Page extract -
--------------------------------

The Great Debate


The Great Debate  

The construction of Bolling Field was not yet complete when, following the Armistice, the question arose as to its future as an active station. After the war, there was enormous public pressure to reduce military expenditures during this period, as well as some element of doubt in Air Service circles as to the best location for a permanent aviation field in the Washington area.

Some consideration was given to locations at College Park, Maryland, and near Mount Vernon, Virginia. However, the existing location began to look more appealing because of the cost involved in transferring the facilities elsewhere and the fact that real estate in other locations had become more expensive when it became known that the Air Service was interested in acquiring property.

Brigadier General William "Billy" Mitchell, Assistant Chief of the Air Service and pioneer exponent of air power, tipped the scales further in Bolling's favor when he stepped into the breach and made his views undeniably clear as to the advantages of keeping Washington's primary flying field in its present location. At one point in this seemingly endless battle, Colonel Oscar Westover, later to become Chief of the Air Corps, even recommended "that the activities of Bolling Field be suspended, at least for the present." On June 4, 1919, Colonel Westover, in his capacity as Assistant Executive of the Division of Military Aeronautics, directed that Bolling Field be closed and cease to operate as an active Air Service station after June 10 and that it be abandoned as soon as possible thereafter.

No record could be located of an outright cancellation of this order. However, in a memorandum to the Chief of the Air Service, dated June 12, 1919, signed by General Mitchell, the following statement appeared: "It is understood that Bolling Field is not to be abandoned for the present at least." There is a pencil note on this memorandum with "O.K." followed  by the initials "CTM" - no doubt those of Major General Charles T. Menoher, Chief of the Air Service.  By October  1919,  General Mitchell was Acting  Chief of the Air Service and, of course, unwilling to part with Bolling  Field or anything else that would contribute to the development of Army aviation. General Mitchell presented a strong case to the Secretary of War for extending the license for use of Bolling Field. He requested that the Air Service be authorized the indefinite use of this property, "or until some other site is prepared and ready for occupancy, to which the Air Service activities for the vicinity of Washington can be transferred."


General Mitchell also pointed out that the existing arrangement was so uncertain and indefinite that it precluded the possibility "for the arrangement of definite plans for the disposition of troops, equipment and Air Service activities in the vicinity of Washington." Also included in the memorandum to the Secretary of War was a request that such Air Service personnel and equipment be maintained as were necessary to continue these activities, and also that available funds be used for necessary temporary repairs that would keep Bolling Field "in its present state of operation."

--------------------------------

Exercise 1 - In the rows, go from the line with "Annotate the image above for the object class woman" through the line with "[126,217,231,245]" and write those lines out again, swapping "Every instance" for "Each instance" and changing nothing else.

(Detection examples)
--------------------------------

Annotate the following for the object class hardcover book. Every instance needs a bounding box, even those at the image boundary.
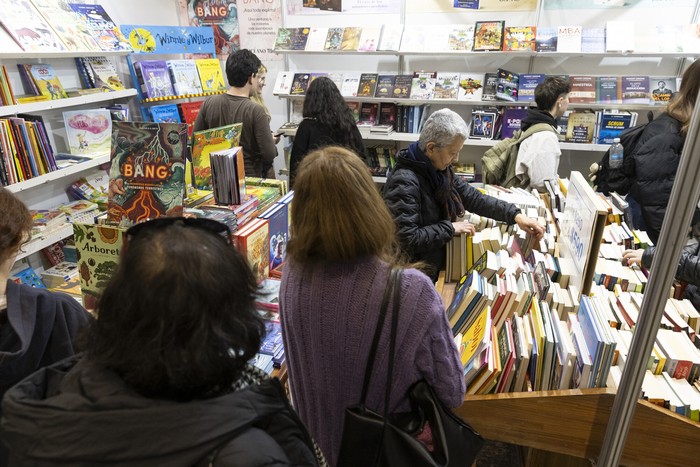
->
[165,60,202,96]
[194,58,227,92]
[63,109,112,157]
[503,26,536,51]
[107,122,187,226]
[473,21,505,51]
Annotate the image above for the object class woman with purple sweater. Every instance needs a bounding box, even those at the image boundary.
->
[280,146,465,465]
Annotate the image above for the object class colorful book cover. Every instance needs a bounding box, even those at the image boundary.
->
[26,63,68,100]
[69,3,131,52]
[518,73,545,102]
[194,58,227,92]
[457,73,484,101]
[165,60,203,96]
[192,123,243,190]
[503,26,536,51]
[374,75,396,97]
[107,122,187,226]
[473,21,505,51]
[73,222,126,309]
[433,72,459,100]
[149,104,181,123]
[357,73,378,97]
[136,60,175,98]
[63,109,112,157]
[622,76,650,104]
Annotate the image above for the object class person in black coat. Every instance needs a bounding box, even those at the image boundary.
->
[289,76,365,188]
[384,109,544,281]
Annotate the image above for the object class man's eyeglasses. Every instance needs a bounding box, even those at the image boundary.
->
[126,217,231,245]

--------------------------------

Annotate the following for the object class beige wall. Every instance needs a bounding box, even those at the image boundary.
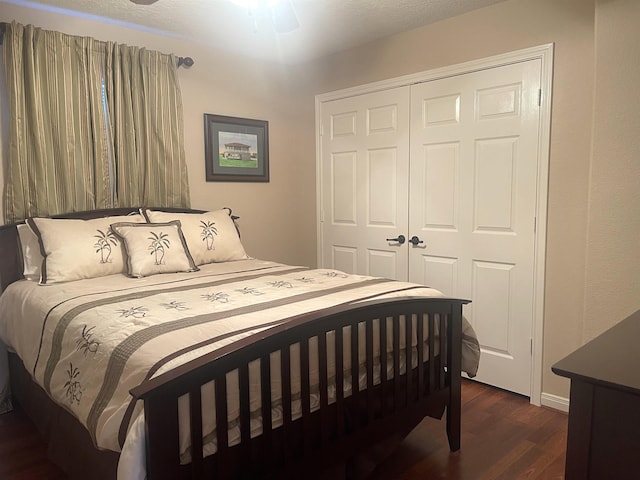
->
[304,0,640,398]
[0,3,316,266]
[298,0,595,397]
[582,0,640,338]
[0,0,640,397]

--------------------------------

Exercise 2 -
Answer these questions about the Bolling Field text:
(a) Which two other locations were considered for the permanent aviation field?
(b) Colonel Westover ordered Bolling Field to stop operating as an active station after what date?
(c) On what date was General Mitchell's memorandum to the Chief of the Air Service written?

Reply 1 -
Annotate the image above for the object class woman with purple sweater. Each instance needs a bounding box, even those at the image boundary.
->
[280,146,465,465]
Annotate the image above for the object class colorful book cover. Each instance needs a bounding box, even those at the image boundary.
->
[26,63,68,100]
[69,3,131,52]
[518,73,545,102]
[194,58,227,92]
[457,73,484,101]
[165,60,203,96]
[192,123,243,190]
[503,26,536,51]
[374,75,396,97]
[107,122,187,226]
[473,21,505,51]
[73,222,126,309]
[433,72,459,100]
[149,104,181,123]
[357,73,378,97]
[136,60,175,98]
[63,109,112,157]
[622,76,650,104]
Annotate the image above for the object class person in black coat. Each instance needs a bounding box, even those at the image boundary.
->
[289,76,365,188]
[384,109,544,281]
Annotate the image above for the object class man's eyeglasses. Each instance needs a bounding box, even those at the image boundary.
->
[126,217,231,245]

Reply 2 -
(a) College Park, Maryland, and a site near Mount Vernon, Virginia.
(b) June 10 (1919).
(c) June 12, 1919.